» Requirements:
Rewrite the lines of the listing below as a JSON list of strings, one string per line and no blank lines, starting at the line with "Rules: pick out each instance of the grassy lawn" and running through the end of the listing.
# START OF Task material
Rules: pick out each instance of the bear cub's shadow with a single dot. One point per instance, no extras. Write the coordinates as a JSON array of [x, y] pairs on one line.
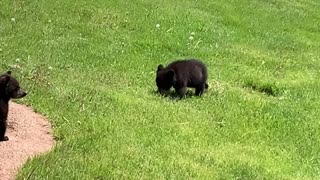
[[171, 94]]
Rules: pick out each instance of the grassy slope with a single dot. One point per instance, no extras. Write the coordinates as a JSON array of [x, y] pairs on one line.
[[90, 67]]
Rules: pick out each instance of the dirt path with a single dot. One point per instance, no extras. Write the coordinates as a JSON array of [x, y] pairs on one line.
[[29, 134]]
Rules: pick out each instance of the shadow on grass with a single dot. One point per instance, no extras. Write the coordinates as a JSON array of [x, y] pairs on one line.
[[172, 95]]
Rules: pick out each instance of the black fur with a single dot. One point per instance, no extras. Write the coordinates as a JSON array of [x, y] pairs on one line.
[[182, 74], [9, 89]]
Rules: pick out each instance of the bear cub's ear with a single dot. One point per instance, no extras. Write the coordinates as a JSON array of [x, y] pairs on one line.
[[4, 79], [171, 73], [160, 67]]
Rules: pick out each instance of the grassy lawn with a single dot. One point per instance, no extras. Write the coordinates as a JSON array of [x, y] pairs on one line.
[[89, 66]]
# END OF Task material
» Expected output:
[
  "Rules: pick out each instance of the grassy lawn with a single dot. One point per instance, no extras. Write the coordinates as a JSON array of [x, y] pairs on one line.",
  "[[89, 66]]"
]